§ **EXCERPTED PASSAGE**

"Robert Winthrop Chanler, product of New York's
wealth and aristocracy, probably the most imaginative artist America has
produced, had come to spend his last days in Woodstock.
Not one of the least things that drew him was the gay abandon and talent
at the Maverick Festivals. He reveled at the
communal spirit of its pageantry and the distinctive originality of its
groups.
Its riot of beauty and humor appealed to him, and the
daring of its effects and its ideas. He himself entered into it graciously,
contributing time, thought, and money for weeks before. Among other things
he admired its progenitor, the old Puritan, whose will he could not bend.
How often he has introduced me to his friends or followers with the words,
'This is my friend, Hervey White. I have great respect for him'.He used
to look from my door up toward my mountain. 'It's a great thing to be backed
by a mountain. It gives character. It does not yield to circumstances,'
he said. There was another man greatly impressed by the festivals, Poultny
Bigelow,
who said, at the first one on arriving, 'Only a man of
genius could do this.' For me it was the irony of fate that the books I
had for years been making sacrifice, should never be read by those admirers.
They probably did not know that they existed. Whereas, a plaything, a painted
toy I had created to pay my living, should be thought of as the outcome
and aim of my whole life.
I admired Bob for his art. Have seen his
marvelous screens. I admired his great intellect, his correlated learning,
his freedom from convention, and his strength. If his weakness was great,
too, I deplored it, though it gave him a picturesqueness and understanding.
One of the things that kept me from him was a physical defect in his speech.
I could never more than half understand him and it was weariness to be
asking repetition. I am naturally a little slow at catching words but can
make it up from emotional expression. Bob's expression was as rigid as
his speech. Take Hunt Diedrich's face for instance, it was a cloud
shadowed meadow - the sunshine and shade of humor were always there. Nonetheless,
he gave me long talks and confidences. I rarely talked to him - it was
not my way. It is a quiet receptive fellow who draws me out. I let an egoist
and vain man have the floor. All the great men I have known were vain and
egotists: Whitehead, Darrow, Bolton Brown and Bob
Chanler. As Wendt put it, 'I am but ambitious to be a baffoon, the nigger
behind Caesar in the triumphal procession, 'Remember, Caesar, that you
are only mortal,' is left for me.

§ **EXCERPTED RECORDS**
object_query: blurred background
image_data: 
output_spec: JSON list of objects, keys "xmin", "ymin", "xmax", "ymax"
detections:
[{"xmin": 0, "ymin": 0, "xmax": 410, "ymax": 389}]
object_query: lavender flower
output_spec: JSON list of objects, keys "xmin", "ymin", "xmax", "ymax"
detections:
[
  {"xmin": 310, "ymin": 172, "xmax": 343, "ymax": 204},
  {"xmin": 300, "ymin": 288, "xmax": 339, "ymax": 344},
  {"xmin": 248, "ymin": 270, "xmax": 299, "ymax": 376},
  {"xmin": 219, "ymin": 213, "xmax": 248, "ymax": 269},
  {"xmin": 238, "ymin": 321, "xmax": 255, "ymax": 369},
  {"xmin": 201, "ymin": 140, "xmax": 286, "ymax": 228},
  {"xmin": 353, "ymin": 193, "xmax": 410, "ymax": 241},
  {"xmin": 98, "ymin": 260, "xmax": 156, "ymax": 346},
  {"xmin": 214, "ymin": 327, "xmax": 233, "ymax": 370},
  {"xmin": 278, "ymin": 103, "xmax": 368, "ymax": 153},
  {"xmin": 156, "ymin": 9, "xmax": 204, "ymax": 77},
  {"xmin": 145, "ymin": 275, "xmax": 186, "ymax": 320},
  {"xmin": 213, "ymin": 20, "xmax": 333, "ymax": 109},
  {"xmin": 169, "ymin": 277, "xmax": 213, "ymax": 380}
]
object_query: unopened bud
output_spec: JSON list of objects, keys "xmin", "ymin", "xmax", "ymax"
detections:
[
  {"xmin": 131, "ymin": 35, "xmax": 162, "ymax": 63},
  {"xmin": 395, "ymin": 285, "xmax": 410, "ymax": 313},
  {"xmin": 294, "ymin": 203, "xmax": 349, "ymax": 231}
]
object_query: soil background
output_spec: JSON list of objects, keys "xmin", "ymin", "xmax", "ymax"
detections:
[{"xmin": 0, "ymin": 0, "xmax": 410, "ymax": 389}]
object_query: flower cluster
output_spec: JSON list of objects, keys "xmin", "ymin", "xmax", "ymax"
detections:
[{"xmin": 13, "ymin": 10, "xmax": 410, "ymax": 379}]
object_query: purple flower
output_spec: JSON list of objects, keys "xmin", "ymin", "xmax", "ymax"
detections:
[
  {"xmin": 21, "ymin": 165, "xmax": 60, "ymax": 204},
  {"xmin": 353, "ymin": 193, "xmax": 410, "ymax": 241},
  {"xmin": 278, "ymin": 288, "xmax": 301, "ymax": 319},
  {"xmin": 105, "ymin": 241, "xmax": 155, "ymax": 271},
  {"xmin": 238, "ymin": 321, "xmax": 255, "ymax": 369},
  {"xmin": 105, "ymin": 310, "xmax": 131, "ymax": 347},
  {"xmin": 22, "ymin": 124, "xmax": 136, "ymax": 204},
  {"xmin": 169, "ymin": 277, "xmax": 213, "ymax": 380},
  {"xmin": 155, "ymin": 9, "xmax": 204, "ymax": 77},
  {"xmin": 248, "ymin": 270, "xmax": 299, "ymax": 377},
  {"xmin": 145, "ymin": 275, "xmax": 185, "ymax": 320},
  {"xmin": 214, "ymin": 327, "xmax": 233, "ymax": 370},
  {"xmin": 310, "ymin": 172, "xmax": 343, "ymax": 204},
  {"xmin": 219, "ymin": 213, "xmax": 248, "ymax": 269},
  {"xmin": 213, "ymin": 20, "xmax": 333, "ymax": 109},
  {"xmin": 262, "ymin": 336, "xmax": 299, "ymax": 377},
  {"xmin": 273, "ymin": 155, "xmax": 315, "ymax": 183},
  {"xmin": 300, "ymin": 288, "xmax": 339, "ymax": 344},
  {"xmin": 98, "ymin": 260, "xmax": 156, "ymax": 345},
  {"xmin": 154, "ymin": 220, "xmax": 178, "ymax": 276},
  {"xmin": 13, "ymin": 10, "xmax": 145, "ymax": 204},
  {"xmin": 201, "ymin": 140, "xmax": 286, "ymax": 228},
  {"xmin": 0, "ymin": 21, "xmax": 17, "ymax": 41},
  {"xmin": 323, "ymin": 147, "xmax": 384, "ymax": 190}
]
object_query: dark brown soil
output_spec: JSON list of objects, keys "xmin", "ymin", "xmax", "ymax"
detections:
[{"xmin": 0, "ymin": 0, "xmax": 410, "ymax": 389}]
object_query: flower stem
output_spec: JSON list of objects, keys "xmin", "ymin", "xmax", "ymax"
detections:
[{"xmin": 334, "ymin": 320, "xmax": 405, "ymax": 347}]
---
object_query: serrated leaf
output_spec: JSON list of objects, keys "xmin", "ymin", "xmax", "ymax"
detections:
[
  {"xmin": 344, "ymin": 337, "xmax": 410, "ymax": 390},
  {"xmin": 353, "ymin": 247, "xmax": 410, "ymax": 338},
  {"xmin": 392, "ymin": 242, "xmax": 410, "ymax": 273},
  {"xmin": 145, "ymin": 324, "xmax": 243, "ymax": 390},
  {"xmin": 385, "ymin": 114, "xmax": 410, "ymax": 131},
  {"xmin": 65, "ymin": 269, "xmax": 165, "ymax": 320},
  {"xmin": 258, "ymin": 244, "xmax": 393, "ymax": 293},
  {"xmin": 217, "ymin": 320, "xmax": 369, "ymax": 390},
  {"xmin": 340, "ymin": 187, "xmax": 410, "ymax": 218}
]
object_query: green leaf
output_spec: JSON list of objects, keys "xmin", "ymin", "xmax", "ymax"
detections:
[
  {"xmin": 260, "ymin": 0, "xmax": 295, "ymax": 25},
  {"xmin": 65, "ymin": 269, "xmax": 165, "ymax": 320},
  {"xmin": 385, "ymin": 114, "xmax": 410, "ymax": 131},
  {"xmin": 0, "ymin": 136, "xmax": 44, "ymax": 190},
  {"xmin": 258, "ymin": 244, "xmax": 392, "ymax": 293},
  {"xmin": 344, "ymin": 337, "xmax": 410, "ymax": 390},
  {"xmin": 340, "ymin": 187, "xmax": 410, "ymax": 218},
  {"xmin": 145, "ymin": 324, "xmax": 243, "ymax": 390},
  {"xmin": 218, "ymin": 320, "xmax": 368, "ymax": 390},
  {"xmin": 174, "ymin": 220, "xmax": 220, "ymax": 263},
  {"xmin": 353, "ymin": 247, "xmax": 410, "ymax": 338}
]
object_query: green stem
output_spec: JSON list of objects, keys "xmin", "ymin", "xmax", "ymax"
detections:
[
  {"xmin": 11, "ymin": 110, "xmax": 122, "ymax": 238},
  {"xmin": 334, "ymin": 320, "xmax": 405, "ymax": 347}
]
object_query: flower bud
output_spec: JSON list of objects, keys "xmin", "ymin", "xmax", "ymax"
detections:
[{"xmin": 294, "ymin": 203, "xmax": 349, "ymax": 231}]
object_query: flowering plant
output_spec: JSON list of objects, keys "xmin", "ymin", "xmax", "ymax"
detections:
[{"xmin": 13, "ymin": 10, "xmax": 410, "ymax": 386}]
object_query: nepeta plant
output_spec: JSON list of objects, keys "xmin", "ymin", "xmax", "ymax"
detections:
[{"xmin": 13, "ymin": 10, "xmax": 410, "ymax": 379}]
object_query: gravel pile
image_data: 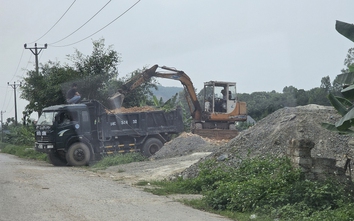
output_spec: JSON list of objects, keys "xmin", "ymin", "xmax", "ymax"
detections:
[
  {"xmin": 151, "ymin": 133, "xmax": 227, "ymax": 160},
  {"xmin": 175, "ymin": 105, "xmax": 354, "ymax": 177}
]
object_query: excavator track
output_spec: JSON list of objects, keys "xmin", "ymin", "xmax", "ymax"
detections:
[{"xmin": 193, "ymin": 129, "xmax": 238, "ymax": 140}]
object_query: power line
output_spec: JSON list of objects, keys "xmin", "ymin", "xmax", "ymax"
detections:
==
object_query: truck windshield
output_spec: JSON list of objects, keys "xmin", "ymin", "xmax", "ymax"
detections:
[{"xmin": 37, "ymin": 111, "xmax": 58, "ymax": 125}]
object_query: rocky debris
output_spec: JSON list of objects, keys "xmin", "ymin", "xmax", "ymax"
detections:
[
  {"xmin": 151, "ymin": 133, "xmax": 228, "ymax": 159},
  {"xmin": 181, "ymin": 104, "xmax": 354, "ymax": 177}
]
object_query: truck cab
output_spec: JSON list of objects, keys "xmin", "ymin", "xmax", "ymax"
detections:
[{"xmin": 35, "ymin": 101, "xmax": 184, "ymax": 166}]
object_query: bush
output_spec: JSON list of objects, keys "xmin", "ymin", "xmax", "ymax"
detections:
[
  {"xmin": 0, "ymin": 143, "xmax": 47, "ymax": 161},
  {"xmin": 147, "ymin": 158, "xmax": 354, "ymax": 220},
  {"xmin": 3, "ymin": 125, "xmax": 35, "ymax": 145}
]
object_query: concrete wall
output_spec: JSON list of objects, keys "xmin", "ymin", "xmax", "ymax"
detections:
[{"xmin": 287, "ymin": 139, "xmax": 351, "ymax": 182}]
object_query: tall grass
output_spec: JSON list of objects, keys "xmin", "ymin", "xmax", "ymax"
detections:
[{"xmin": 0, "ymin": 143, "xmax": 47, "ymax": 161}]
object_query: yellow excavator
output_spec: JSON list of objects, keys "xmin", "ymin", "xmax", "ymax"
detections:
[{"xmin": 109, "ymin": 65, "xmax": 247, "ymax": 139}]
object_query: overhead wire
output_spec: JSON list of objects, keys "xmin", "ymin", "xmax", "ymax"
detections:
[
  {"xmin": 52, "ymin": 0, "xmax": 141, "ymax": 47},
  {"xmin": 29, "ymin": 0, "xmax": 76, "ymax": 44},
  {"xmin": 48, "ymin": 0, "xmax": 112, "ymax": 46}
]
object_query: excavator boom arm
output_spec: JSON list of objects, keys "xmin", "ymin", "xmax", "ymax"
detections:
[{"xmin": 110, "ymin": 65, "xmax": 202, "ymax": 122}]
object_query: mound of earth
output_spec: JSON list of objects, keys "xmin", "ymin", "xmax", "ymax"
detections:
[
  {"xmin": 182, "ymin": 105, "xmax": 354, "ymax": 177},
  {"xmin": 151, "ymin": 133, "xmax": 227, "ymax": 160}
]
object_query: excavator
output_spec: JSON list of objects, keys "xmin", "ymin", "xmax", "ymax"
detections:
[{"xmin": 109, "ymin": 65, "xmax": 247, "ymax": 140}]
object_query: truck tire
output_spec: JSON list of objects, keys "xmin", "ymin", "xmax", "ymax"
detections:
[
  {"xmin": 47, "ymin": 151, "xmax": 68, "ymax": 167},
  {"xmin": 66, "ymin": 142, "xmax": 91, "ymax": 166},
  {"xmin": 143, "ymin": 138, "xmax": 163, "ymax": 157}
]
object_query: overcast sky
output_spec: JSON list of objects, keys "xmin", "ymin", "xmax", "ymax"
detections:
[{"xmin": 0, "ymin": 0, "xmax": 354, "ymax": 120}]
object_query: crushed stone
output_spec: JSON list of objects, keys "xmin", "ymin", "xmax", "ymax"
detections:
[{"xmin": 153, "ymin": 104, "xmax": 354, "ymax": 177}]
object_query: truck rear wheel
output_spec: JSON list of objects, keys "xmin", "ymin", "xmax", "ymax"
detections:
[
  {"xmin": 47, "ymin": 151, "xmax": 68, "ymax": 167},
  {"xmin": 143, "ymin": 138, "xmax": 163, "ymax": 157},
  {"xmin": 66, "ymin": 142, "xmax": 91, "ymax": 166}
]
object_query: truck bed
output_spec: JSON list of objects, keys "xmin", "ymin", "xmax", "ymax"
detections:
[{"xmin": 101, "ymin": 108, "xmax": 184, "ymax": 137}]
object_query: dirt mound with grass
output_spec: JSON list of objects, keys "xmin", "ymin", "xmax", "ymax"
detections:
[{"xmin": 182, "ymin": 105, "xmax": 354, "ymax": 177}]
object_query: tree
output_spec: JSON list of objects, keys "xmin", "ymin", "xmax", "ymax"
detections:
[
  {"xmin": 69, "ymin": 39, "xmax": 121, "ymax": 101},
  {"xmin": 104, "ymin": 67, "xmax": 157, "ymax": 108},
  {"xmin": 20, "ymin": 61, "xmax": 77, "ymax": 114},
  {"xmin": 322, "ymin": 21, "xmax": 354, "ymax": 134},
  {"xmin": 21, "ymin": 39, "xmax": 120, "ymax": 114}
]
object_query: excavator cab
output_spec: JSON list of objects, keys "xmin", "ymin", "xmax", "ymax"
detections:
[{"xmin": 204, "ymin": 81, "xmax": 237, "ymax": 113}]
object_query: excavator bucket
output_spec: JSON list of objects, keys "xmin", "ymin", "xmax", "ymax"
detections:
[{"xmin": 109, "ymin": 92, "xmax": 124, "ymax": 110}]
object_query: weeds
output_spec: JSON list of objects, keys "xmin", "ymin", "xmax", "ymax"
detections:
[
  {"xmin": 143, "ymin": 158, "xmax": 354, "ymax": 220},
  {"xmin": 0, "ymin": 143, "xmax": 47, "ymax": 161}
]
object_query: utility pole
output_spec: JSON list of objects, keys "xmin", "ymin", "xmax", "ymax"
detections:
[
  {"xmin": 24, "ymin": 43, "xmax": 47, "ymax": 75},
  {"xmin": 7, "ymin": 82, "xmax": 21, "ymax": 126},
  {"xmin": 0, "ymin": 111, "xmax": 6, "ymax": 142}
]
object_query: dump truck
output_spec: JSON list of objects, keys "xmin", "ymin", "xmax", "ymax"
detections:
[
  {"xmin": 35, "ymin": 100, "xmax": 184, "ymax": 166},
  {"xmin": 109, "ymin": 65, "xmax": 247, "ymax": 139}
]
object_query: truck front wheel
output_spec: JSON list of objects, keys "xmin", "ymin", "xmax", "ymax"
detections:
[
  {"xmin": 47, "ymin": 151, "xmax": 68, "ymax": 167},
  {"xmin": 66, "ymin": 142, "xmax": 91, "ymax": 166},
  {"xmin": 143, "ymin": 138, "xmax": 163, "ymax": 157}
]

§ **STATED GOAL**
Please pick up the passage on Robert Winthrop Chanler and the Maverick Festivals after its final sentence and keep it going.

§ **ANSWER TO THIS TASK**
Bob took me to see his old home
(Rokeby) across the Hudson, and introduced me to his sisters and
daughters. He showed me his old room when he was a boy, decorated by himself
with landscapes and flying ravens. I asked him about his sister in law
Amilie
Rives whose book, 'The Quick and the Dead' had moved me so in youth.
'She was the woman who showed me the way out of all this', he said. 'She
was the one who helped me to my freedom'.
He took me to see the yacht
he had rented for a summer, then began to urge me to go down in it and
see his town house. I agreed if he would let me steer the boat.
'Come down below and change
to some warm underwear. I have wool union suits for the purpose; the nights
are cold.'
While Philippine Paul
was making ready we went down into the cabin and stripped to the buff.
I was surprised to see his bulky figure was mostly clothes. He had the
body of a cupid heroic scale. Strong contrast to my thin proportions and
bony structures. I always say the body reflects the soul. It was midnight
when we climbed his stairs of vines and monkeys, but a clamorous party
was assembled for his return. 'What a night' he remarked the next morning.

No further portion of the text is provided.